Source extract:
3. Not Getting the "Slack" Out
One great sumo deadlift cue is to "get the slack out!" This means that before you start to ascend, first pull on the bar until it's tight. What happens is that often, the weight plates do not fit snug on the collars. Therefore, when you pull on the bar, you will get a bit of movement until the plates begin to lift. Still, the more significant issue is concerned with the bar's bend. After you put in some time with proper strength training, you will start placing a decently heavy load on the barbell. When this happens, the heavy load on the end of the bar will cause the bar to bend when you begin the lift. If you find this happening, you'll want to pull on the bar to get the "easy bend" out. What this means is you want to pull tight up on the bar until any type of give is has been eliminated. Therefore, when you finally pull, your force will go straight into driving the bar up.
Getting the slack out of the bar also has another major benefit - you will minimize being thrown off balance. If you were to pull with max effort right off the bat, you would accelerate extremely fast for a few milliseconds as the weight would be minimal. However, once the load catches, you'll abruptly stop. Not only is this the equivalent to hitting a speed bump and throwing you off balance, but you could also potentially tweak your back.
This brings us to another great tip. You want to pull " slow " even when the slack is pulled out, you want to pull "slow". This simply refers to gradually (albeit pretty quickly) increasing the force on the bar rather than pulling at 100% right away. Again, this will fully allow the transition the bar needs.
Before we discuss the benefits of the sumo, keep in mind that again, we are not favoring it over the traditional. We just recognize that it has some benefits specific to it, making it a better choice for some lifters. Here are the top sumo deadlift benefits.

Labeled object-pointing entries:
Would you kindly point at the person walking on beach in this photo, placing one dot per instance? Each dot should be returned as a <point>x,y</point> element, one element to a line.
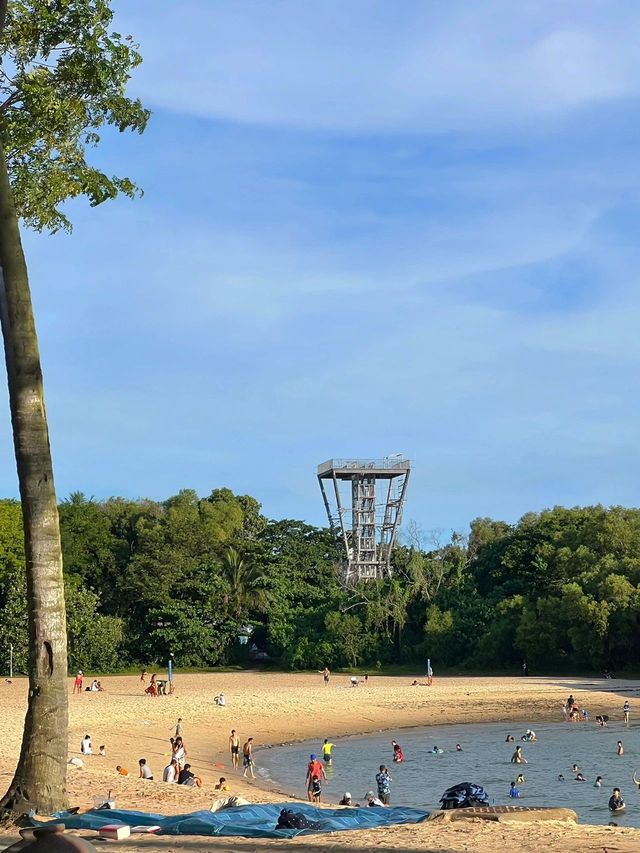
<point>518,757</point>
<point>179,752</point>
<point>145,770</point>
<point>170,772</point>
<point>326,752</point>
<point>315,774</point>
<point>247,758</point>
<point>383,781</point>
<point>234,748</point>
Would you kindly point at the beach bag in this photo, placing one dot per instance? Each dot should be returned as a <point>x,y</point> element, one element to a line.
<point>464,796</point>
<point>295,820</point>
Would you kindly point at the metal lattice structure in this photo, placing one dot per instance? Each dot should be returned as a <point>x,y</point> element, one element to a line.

Given request:
Write out the sumo deadlift text again from "Getting the slack" to "tweak your back.", switching "balance" to "stability".

Expected answer:
Getting the slack out of the bar also has another major benefit - you will minimize being thrown off stability. If you were to pull with max effort right off the bat, you would accelerate extremely fast for a few milliseconds as the weight would be minimal. However, once the load catches, you'll abruptly stop. Not only is this the equivalent to hitting a speed bump and throwing you off stability, but you could also potentially tweak your back.